Driving along your favourite road with the top down is one of the better experiences of owning a car, most convertibles however tend to only offer seating for two, which, if you happen to have a family will limit their viability.
Of course, there are also some that allow you to fit your kids in the back but anything with a removable roof tends to be priced a lot higher than their hardtop counterparts too.
These issues tend to stop most people from even considering a convertible when it comes time to replace their old car but if you dig a little deeper you may find that there are a lot of options, both new and used that fit most families and most budgets too.
To find some of the best ones out there we took a look at a whole range of drop tops, from tiny little city cars to big sporty GTs, there are more four-seater convertibles out there than you might think and we can practically guarantee that you will find one to suit your budget in here as well.
SAAB 9-3 Convertible
SAAB used to be the kings of quirky and their 4-seater convertibles were some of the very best. Not necessarily in any measurable terms, just in their quirkiness levels.
A centrally mounted ignition barrel, variable dashboard lighting and other oddities were slowly phased out over the years but they are still good to drive and a 2.0-litre 9-3 can be had from as little as £ 1,500.

○ ○ ○ ○ ○ ○ ○

▸ **TASKS TO PERFORM**
a) Answer these questions from the convertibles article, one answer a line:
(i) Most convertibles tend to offer seating for how many?
(ii) What range of drop tops, from smallest to largest, was looked at?
(iii) From how little can a 2.0-litre 9-3 be had?
b) List each distinct expression in the convertibles article that contains a numeral.

▸ **GIVEN DATA**
○ ○ ○ ○ ○ ○ ○

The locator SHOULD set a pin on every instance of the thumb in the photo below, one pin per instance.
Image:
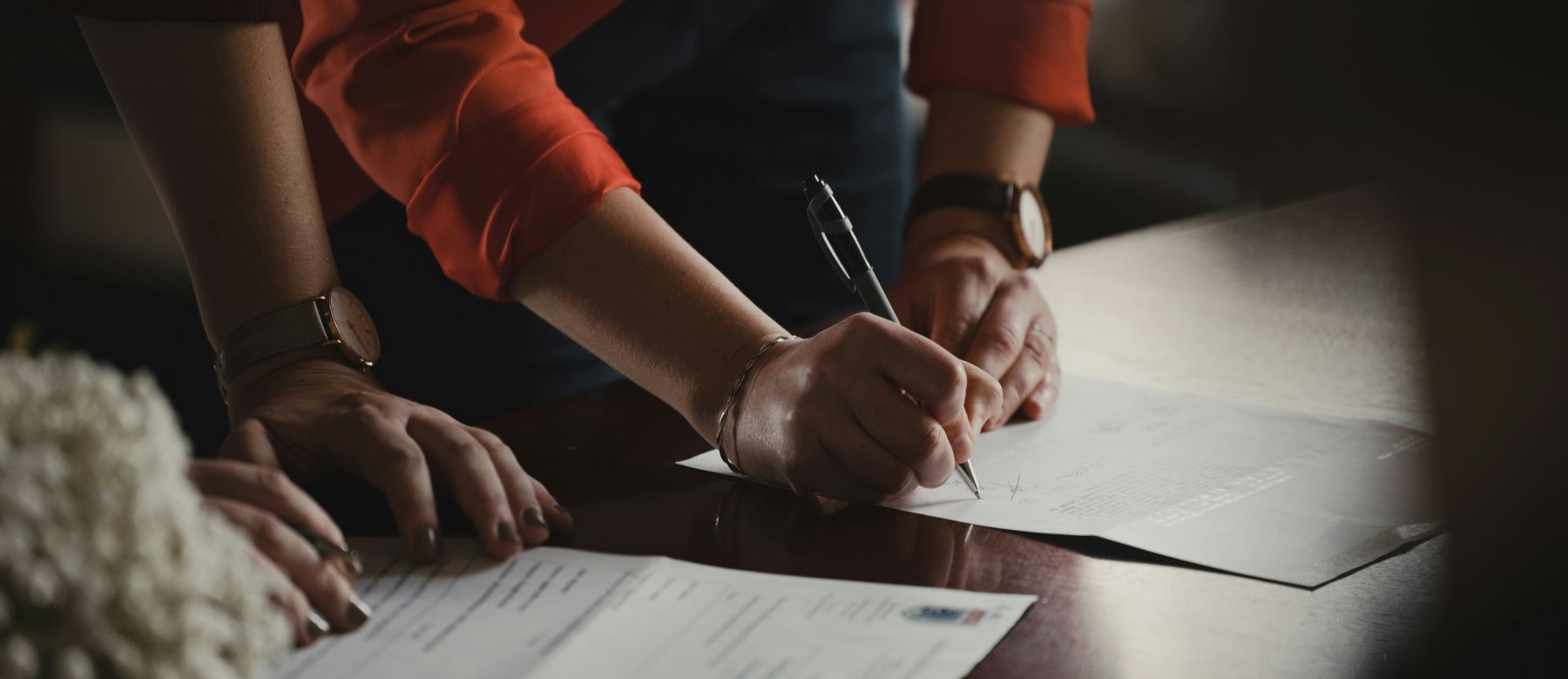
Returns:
(982, 398)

○ ○ ○ ○ ○ ○ ○

▸ **RESULTS BY TASK**
a)
(i) Two
(ii) From tiny little city cars to big sporty GTs
(iii) £ 1,500

b)
9-3
4-seater
2.0-litre
£ 1,500